● Instructions for the task:
Look for the line containing "Query: brown wall" in the listing below; from there, output every line exactly, the last one included.

** Data shown follows **

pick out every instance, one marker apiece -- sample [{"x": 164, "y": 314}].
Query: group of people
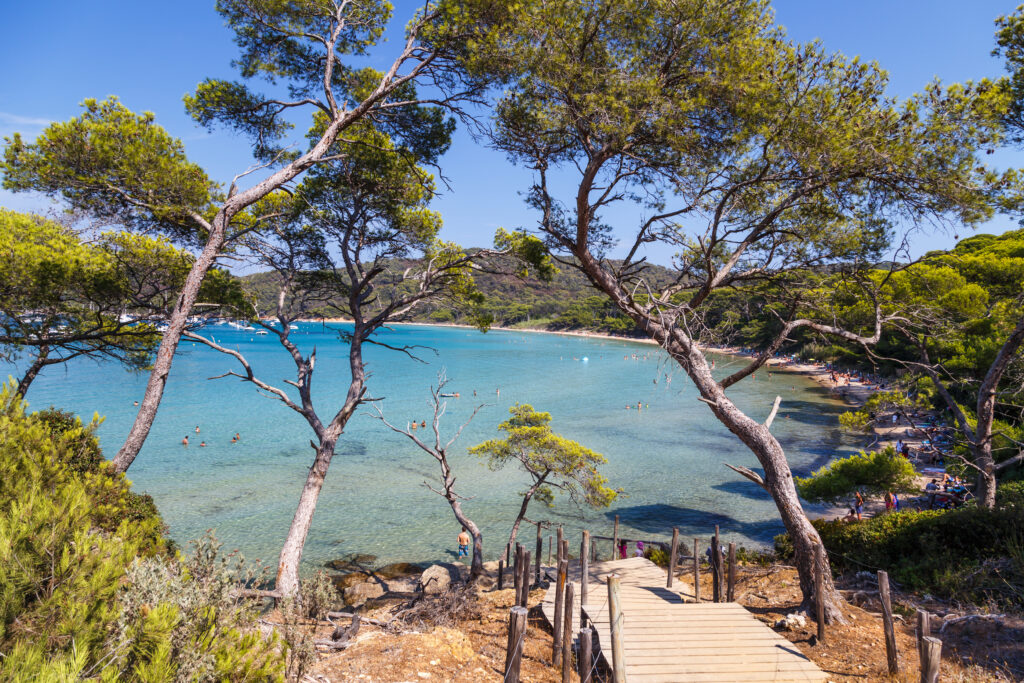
[{"x": 184, "y": 441}]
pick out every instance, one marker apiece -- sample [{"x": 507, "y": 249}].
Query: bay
[{"x": 668, "y": 458}]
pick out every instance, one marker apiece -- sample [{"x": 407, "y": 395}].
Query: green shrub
[
  {"x": 870, "y": 472},
  {"x": 966, "y": 554},
  {"x": 88, "y": 587},
  {"x": 656, "y": 555}
]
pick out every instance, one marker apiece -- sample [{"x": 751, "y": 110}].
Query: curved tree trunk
[
  {"x": 168, "y": 346},
  {"x": 476, "y": 564},
  {"x": 33, "y": 372},
  {"x": 522, "y": 513},
  {"x": 291, "y": 553},
  {"x": 777, "y": 478}
]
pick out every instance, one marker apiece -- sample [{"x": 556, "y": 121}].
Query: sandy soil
[{"x": 473, "y": 647}]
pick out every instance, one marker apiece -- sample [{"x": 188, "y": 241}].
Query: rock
[
  {"x": 354, "y": 562},
  {"x": 437, "y": 578},
  {"x": 396, "y": 569},
  {"x": 792, "y": 622},
  {"x": 356, "y": 595}
]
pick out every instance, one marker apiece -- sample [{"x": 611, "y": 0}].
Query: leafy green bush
[
  {"x": 870, "y": 472},
  {"x": 88, "y": 587}
]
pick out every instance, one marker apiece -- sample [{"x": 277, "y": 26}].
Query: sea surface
[{"x": 667, "y": 458}]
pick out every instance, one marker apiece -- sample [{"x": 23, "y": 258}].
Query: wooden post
[
  {"x": 696, "y": 571},
  {"x": 716, "y": 586},
  {"x": 540, "y": 552},
  {"x": 517, "y": 570},
  {"x": 819, "y": 591},
  {"x": 524, "y": 583},
  {"x": 584, "y": 570},
  {"x": 586, "y": 659},
  {"x": 924, "y": 631},
  {"x": 730, "y": 595},
  {"x": 614, "y": 541},
  {"x": 887, "y": 623},
  {"x": 615, "y": 619},
  {"x": 556, "y": 645},
  {"x": 567, "y": 635},
  {"x": 932, "y": 659},
  {"x": 513, "y": 652},
  {"x": 673, "y": 552}
]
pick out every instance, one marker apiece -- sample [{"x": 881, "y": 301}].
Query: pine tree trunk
[
  {"x": 168, "y": 346},
  {"x": 33, "y": 372},
  {"x": 291, "y": 554},
  {"x": 476, "y": 564},
  {"x": 777, "y": 476}
]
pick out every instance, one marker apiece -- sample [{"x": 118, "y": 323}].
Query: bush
[
  {"x": 965, "y": 554},
  {"x": 871, "y": 472},
  {"x": 89, "y": 588}
]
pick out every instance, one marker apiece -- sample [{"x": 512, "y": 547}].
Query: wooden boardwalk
[{"x": 668, "y": 638}]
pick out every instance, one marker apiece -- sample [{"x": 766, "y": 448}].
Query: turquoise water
[{"x": 667, "y": 458}]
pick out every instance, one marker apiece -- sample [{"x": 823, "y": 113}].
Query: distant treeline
[{"x": 567, "y": 302}]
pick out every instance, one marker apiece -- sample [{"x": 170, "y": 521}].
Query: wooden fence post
[
  {"x": 524, "y": 582},
  {"x": 517, "y": 570},
  {"x": 887, "y": 623},
  {"x": 584, "y": 570},
  {"x": 931, "y": 663},
  {"x": 731, "y": 593},
  {"x": 716, "y": 583},
  {"x": 556, "y": 645},
  {"x": 924, "y": 631},
  {"x": 540, "y": 553},
  {"x": 567, "y": 635},
  {"x": 696, "y": 571},
  {"x": 615, "y": 619},
  {"x": 819, "y": 591},
  {"x": 614, "y": 541},
  {"x": 673, "y": 552},
  {"x": 513, "y": 653},
  {"x": 586, "y": 659}
]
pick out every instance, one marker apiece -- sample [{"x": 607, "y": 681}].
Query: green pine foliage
[
  {"x": 90, "y": 587},
  {"x": 868, "y": 472}
]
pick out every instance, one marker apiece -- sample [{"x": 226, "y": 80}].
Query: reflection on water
[{"x": 668, "y": 457}]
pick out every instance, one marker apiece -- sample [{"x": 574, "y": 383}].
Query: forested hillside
[{"x": 567, "y": 302}]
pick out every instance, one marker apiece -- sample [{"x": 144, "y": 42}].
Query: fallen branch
[
  {"x": 969, "y": 617},
  {"x": 749, "y": 473}
]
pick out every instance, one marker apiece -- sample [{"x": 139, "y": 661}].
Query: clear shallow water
[{"x": 668, "y": 458}]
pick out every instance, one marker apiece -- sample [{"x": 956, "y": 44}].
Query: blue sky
[{"x": 151, "y": 54}]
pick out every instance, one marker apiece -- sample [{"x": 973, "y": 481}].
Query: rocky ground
[{"x": 458, "y": 634}]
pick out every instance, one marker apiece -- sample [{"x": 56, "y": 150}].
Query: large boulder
[
  {"x": 438, "y": 578},
  {"x": 356, "y": 596}
]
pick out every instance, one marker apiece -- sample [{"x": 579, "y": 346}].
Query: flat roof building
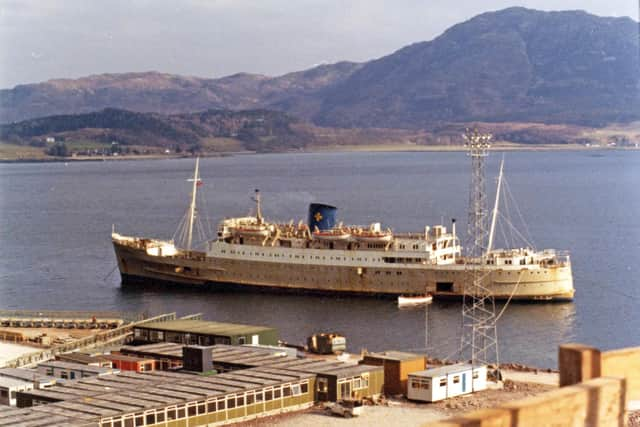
[
  {"x": 447, "y": 381},
  {"x": 201, "y": 332},
  {"x": 85, "y": 359},
  {"x": 70, "y": 370},
  {"x": 29, "y": 375},
  {"x": 167, "y": 355},
  {"x": 147, "y": 399},
  {"x": 125, "y": 362},
  {"x": 397, "y": 366},
  {"x": 9, "y": 387}
]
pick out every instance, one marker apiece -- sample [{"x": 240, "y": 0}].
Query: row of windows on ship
[{"x": 392, "y": 260}]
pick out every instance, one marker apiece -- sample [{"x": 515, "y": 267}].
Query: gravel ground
[{"x": 399, "y": 412}]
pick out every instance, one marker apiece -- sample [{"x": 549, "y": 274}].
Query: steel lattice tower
[{"x": 479, "y": 341}]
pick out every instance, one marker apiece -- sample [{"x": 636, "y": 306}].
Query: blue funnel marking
[{"x": 321, "y": 216}]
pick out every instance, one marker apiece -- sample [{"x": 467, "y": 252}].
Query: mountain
[
  {"x": 164, "y": 93},
  {"x": 511, "y": 65}
]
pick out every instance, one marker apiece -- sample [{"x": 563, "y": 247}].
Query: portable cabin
[
  {"x": 38, "y": 380},
  {"x": 168, "y": 356},
  {"x": 205, "y": 333},
  {"x": 349, "y": 382},
  {"x": 131, "y": 363},
  {"x": 85, "y": 359},
  {"x": 397, "y": 366},
  {"x": 9, "y": 387},
  {"x": 436, "y": 384}
]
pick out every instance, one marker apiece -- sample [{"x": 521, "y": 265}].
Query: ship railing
[
  {"x": 416, "y": 236},
  {"x": 554, "y": 257}
]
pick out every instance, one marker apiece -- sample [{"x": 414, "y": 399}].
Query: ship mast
[
  {"x": 495, "y": 210},
  {"x": 192, "y": 207},
  {"x": 479, "y": 339}
]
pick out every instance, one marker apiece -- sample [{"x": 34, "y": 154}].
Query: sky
[{"x": 46, "y": 39}]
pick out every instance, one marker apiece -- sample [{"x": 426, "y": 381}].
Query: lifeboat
[
  {"x": 336, "y": 234},
  {"x": 408, "y": 301},
  {"x": 374, "y": 236}
]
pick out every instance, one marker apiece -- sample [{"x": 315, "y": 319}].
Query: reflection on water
[
  {"x": 55, "y": 252},
  {"x": 375, "y": 324}
]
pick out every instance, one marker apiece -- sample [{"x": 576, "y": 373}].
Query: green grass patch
[{"x": 20, "y": 152}]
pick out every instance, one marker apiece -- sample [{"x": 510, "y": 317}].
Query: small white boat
[
  {"x": 404, "y": 301},
  {"x": 335, "y": 234},
  {"x": 374, "y": 236}
]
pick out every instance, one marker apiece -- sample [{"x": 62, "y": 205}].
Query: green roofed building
[{"x": 201, "y": 332}]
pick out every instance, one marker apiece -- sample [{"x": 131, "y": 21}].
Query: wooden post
[{"x": 578, "y": 363}]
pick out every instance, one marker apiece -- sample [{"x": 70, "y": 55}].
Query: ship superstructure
[{"x": 322, "y": 255}]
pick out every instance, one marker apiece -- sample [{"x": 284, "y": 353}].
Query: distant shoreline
[{"x": 372, "y": 148}]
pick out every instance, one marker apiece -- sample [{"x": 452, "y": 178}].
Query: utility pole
[{"x": 479, "y": 340}]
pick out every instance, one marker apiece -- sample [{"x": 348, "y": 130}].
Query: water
[{"x": 56, "y": 253}]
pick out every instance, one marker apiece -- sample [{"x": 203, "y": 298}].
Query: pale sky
[{"x": 41, "y": 40}]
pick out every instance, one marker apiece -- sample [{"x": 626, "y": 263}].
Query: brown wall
[
  {"x": 579, "y": 363},
  {"x": 624, "y": 363},
  {"x": 598, "y": 402}
]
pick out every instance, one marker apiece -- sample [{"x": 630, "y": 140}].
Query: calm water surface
[{"x": 55, "y": 250}]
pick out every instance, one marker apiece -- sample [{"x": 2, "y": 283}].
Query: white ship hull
[{"x": 333, "y": 271}]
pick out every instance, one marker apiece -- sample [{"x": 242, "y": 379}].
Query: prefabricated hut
[
  {"x": 397, "y": 366},
  {"x": 9, "y": 387},
  {"x": 441, "y": 383}
]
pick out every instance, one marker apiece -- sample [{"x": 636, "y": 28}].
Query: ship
[{"x": 322, "y": 255}]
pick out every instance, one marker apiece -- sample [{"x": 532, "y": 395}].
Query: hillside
[
  {"x": 256, "y": 130},
  {"x": 513, "y": 65},
  {"x": 165, "y": 93},
  {"x": 113, "y": 131}
]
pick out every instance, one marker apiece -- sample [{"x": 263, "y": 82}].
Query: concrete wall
[{"x": 598, "y": 402}]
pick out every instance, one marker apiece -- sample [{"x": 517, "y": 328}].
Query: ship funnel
[{"x": 321, "y": 216}]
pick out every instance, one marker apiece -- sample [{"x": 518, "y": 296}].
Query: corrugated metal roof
[
  {"x": 205, "y": 327},
  {"x": 398, "y": 356}
]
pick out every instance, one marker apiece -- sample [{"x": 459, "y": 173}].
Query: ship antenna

** End of Data shown **

● Exercise output:
Query: brown wall
[
  {"x": 579, "y": 363},
  {"x": 624, "y": 363},
  {"x": 598, "y": 402}
]
pick out every instance, one marker apiece -- sample [{"x": 630, "y": 140}].
Query: calm water surface
[{"x": 55, "y": 250}]
pick out every instance, one marker apiece -- sample [{"x": 2, "y": 283}].
Query: white ship hull
[{"x": 333, "y": 271}]
pick out every instance, one marker apiece -- sample [{"x": 242, "y": 379}].
Query: prefabricated hut
[
  {"x": 397, "y": 366},
  {"x": 9, "y": 387},
  {"x": 441, "y": 383}
]
pick out every instance, one marker apiece -- sample [{"x": 636, "y": 28}].
Query: ship
[{"x": 322, "y": 255}]
pick out every instance, one marker apiece -- sample [{"x": 532, "y": 395}].
Query: hillside
[
  {"x": 256, "y": 130},
  {"x": 513, "y": 65},
  {"x": 165, "y": 93},
  {"x": 113, "y": 131}
]
pick out every instance, one marker apiece -- sample [{"x": 263, "y": 82}].
Query: concrete wall
[{"x": 598, "y": 402}]
pick out every instance, one marker apiece -- sample [{"x": 517, "y": 328}].
Query: ship funnel
[{"x": 321, "y": 216}]
pick out every instance, one marker apiece -- sample [{"x": 518, "y": 296}].
Query: corrugated metal roof
[
  {"x": 205, "y": 327},
  {"x": 398, "y": 356}
]
pick out every instance, one marker apiece -- sample [{"x": 459, "y": 173}].
Query: ship antenna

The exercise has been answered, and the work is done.